Switch each "instance" in the rows below to "item" and write the rows out again with nothing else changed, leaving out the pictures.

___ SUPPLIED MATERIAL ___

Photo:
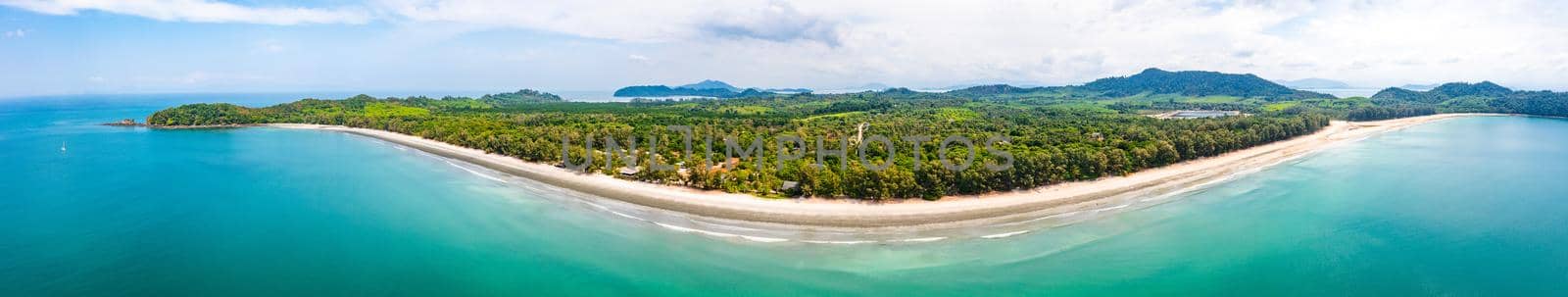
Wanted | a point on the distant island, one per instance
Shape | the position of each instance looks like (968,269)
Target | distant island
(1057,134)
(1196,124)
(706,88)
(1314,83)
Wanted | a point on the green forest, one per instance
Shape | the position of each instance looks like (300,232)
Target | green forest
(1057,134)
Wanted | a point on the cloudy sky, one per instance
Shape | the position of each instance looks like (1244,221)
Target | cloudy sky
(176,46)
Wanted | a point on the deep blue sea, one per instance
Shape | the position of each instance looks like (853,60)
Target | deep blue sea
(1473,206)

___

RESPONSE TO THE EXERCISE:
Photo:
Wanted | a point on the distant island, one per item
Shape | the position of each item looks like (968,269)
Target | distant island
(1057,134)
(1196,124)
(706,88)
(1314,83)
Wanted | a point on the green forest, one per item
Shape | the position of each item looks like (300,232)
Target | green forest
(1057,134)
Wanted | a point on the cloudy sky, one per item
Shape | the position of each item looks like (1244,221)
Target | cloudy sky
(176,46)
Wanted | a point on the deep blue sea, one per item
Shape | the position of each item looks like (853,60)
Target | deep blue sea
(1473,206)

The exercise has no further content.